Spatial annotation items
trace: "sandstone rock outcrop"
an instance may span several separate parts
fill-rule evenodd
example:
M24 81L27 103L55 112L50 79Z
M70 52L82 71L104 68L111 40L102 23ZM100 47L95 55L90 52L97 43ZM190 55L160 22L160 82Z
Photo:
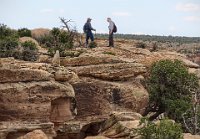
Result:
M74 73L45 63L29 63L13 58L1 58L0 61L2 138L17 137L18 133L24 135L35 129L47 133L46 126L41 124L65 122L74 118L75 93L68 83ZM63 77L62 82L58 78L59 71L65 71L66 77ZM19 121L17 125L16 121ZM28 124L22 124L24 122ZM29 123L34 123L34 126ZM54 130L53 123L50 125Z

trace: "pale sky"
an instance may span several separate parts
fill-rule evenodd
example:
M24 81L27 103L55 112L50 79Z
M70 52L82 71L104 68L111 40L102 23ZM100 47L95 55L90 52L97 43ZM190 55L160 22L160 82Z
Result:
M71 19L79 32L88 17L107 33L107 17L118 33L200 37L200 0L0 0L0 23L11 28L61 27Z

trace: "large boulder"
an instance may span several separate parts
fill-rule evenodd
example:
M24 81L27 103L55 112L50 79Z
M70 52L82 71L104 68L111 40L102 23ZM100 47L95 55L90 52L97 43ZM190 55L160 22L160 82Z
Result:
M139 82L116 83L82 78L72 83L77 101L77 118L108 116L112 111L143 113L148 93Z
M68 81L72 72L44 63L0 59L0 121L64 122L76 113L75 93ZM64 82L64 83L63 83Z
M34 130L17 139L48 139L42 130Z

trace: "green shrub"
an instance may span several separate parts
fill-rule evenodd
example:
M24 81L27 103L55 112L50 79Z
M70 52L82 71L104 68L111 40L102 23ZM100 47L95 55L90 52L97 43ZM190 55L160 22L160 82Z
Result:
M18 29L17 32L20 37L31 37L31 30L27 28Z
M92 41L92 42L89 43L88 47L89 48L95 48L95 47L97 47L97 43Z
M25 41L21 43L24 50L38 50L36 44L32 41Z
M160 123L142 119L140 124L143 126L138 130L142 139L183 139L181 125L171 120L161 120Z
M25 42L21 43L21 46L23 48L23 51L21 52L21 57L16 56L16 58L18 57L25 61L36 61L37 60L38 49L37 49L35 43L33 43L32 41L25 41Z
M72 49L74 37L67 31L53 28L49 35L40 38L39 43L48 48L48 53L53 56L56 50L59 50L60 56L65 56L65 51Z
M6 37L0 39L0 57L12 57L14 51L18 48L18 39Z
M0 24L0 40L7 37L18 38L17 31L8 28L4 24Z
M155 112L150 120L159 114L166 113L167 117L176 122L182 122L181 115L192 106L191 90L197 91L198 78L188 73L182 62L161 60L154 63L147 80L149 106L146 113Z

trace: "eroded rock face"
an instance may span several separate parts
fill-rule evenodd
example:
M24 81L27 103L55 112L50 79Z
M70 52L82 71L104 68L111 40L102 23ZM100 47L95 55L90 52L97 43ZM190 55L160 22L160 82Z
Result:
M17 139L48 139L42 130L34 130Z
M13 136L16 139L38 128L46 134L46 127L40 124L65 122L74 118L75 93L68 83L74 73L64 70L65 77L62 80L58 75L61 74L59 71L63 71L63 67L54 67L45 63L28 63L13 58L1 58L0 63L0 135L2 138L12 139ZM18 125L13 124L16 121L19 121ZM7 126L4 122L17 128ZM23 125L23 122L28 124ZM29 123L36 123L36 125L32 126ZM53 128L54 125L51 124Z
M148 103L148 93L136 82L112 83L84 78L72 83L76 93L77 117L102 115L129 110L142 113Z
M52 139L56 136L53 123L39 123L33 121L15 121L0 123L1 139L30 139L35 137L47 137ZM33 131L33 132L32 132ZM28 134L27 134L28 133ZM44 134L45 133L45 134ZM37 138L38 139L38 138Z
M51 102L58 98L73 98L71 90L71 86L54 81L0 84L0 120L48 121ZM69 115L68 119L71 117Z

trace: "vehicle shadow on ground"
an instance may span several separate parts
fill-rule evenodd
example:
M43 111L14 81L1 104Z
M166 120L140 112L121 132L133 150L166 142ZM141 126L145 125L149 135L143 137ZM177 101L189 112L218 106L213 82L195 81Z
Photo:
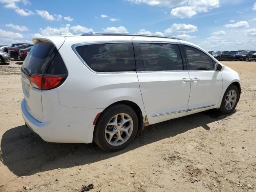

What is being asked - Rewrite all the items above with "an instance may span several separate parts" replaced by "one instance can consist of several disjoint parts" wherever it occurs, changing nothing else. Leave the pictures out.

Problem solution -
trace: "sandstone rock outcrop"
one instance can consist of several disjoint parts
fill-rule evenodd
example:
M24 81L27 103L55 112L50 79Z
M70 52L82 71L104 68L111 40L102 23ZM100 47L95 55L90 52L97 43ZM190 55L160 22L160 82Z
Photo:
Result:
M74 73L45 63L29 63L13 58L1 58L0 61L2 138L17 137L18 133L24 135L35 129L47 133L46 126L41 124L65 122L74 118L75 93L68 83ZM63 77L62 82L58 78L59 71L65 71L66 77ZM19 121L17 125L16 121ZM28 124L22 124L24 122ZM29 123L34 123L34 126ZM54 130L53 123L50 125Z

trace: "pale sky"
one instance can consist of several disjoint parts
fill-rule evenodd
example:
M24 81L27 103L55 112L50 79Z
M70 52L82 71L104 68L111 40L102 23ZM100 47L95 55L90 52L97 43ZM190 55L160 22L160 82Z
Result:
M71 19L79 32L88 17L107 33L107 17L118 33L200 37L200 0L0 0L0 23L11 28L61 27Z

trace: "large boulder"
one instance can consist of several disjoint parts
fill-rule evenodd
example:
M24 81L27 103L55 112L50 79Z
M70 52L82 71L104 68L111 40L102 23ZM100 47L95 55L90 52L97 43ZM190 55L160 22L160 82Z
Result:
M139 82L116 83L82 78L72 83L77 101L77 118L108 116L112 111L143 113L148 93Z
M68 81L72 72L44 63L0 59L0 121L64 122L76 113L75 93ZM64 82L64 83L63 83Z
M34 130L17 139L48 139L42 130Z

trace: "green shrub"
one instance can consist of several disjoint parts
fill-rule evenodd
example:
M24 81L27 103L55 112L50 79Z
M70 52L82 71L104 68L111 40L102 23ZM100 47L95 55L90 52L97 43ZM190 55L160 22L160 82Z
Result:
M18 29L17 32L20 37L31 37L31 30L27 28Z
M92 41L92 42L89 43L88 47L89 48L95 48L95 47L97 47L97 43Z
M25 41L21 43L24 50L38 50L36 44L32 41Z
M160 123L142 119L140 124L143 126L138 130L142 139L183 139L181 125L171 120L161 120Z
M25 42L21 43L21 46L23 48L23 51L21 52L21 57L16 56L16 58L18 57L25 61L36 61L37 60L38 49L37 49L35 43L33 43L32 41L25 41Z
M72 49L74 37L67 31L53 28L49 35L40 38L39 43L48 48L48 53L53 56L56 50L59 50L60 56L65 56L65 51Z
M6 37L0 39L0 57L12 57L14 51L18 48L18 39Z
M0 24L0 40L7 37L18 38L17 31L8 28L4 24Z
M155 112L150 120L159 114L166 113L167 117L176 122L182 122L181 115L192 106L191 90L197 91L198 78L188 73L182 62L161 60L154 63L147 80L149 106L146 113Z

trace: "eroded rock face"
one instance can consist of several disjoint parts
fill-rule evenodd
example:
M24 81L27 103L55 112L50 79Z
M70 52L82 71L104 68L111 40L102 23ZM100 47L95 55L90 52L97 43ZM190 55L160 22L160 82Z
Result:
M17 139L48 139L42 130L34 130Z
M13 136L16 139L38 128L46 134L46 127L40 124L65 122L74 118L75 93L68 83L74 73L64 70L65 77L62 80L58 75L61 74L59 71L63 71L63 67L54 67L45 63L28 63L13 58L1 58L0 63L0 135L2 138L12 139ZM18 125L13 124L16 121L19 121ZM7 126L4 122L17 128ZM23 125L23 122L28 124ZM29 123L36 123L36 125L32 126ZM53 128L54 125L51 124Z
M148 103L148 93L136 82L112 83L84 78L72 83L76 93L77 117L102 115L129 110L142 113Z
M52 139L56 136L53 123L39 123L33 121L15 121L0 123L1 139L30 139L35 137L47 137ZM33 131L33 132L32 132ZM28 134L27 134L28 133ZM44 134L45 133L45 134ZM37 138L38 139L38 138Z
M51 102L58 98L73 98L71 90L71 86L54 81L0 84L0 120L48 121ZM69 115L68 119L71 117Z

trace: "vehicle shadow on ground"
one instance can consist of several disjoint parts
fill-rule evenodd
example:
M43 111L14 81L1 104Z
M166 120L140 112L121 132L133 150L166 142ZM141 126L145 125L149 135L143 137ZM177 101L189 112L218 106L213 82L195 81Z
Photo:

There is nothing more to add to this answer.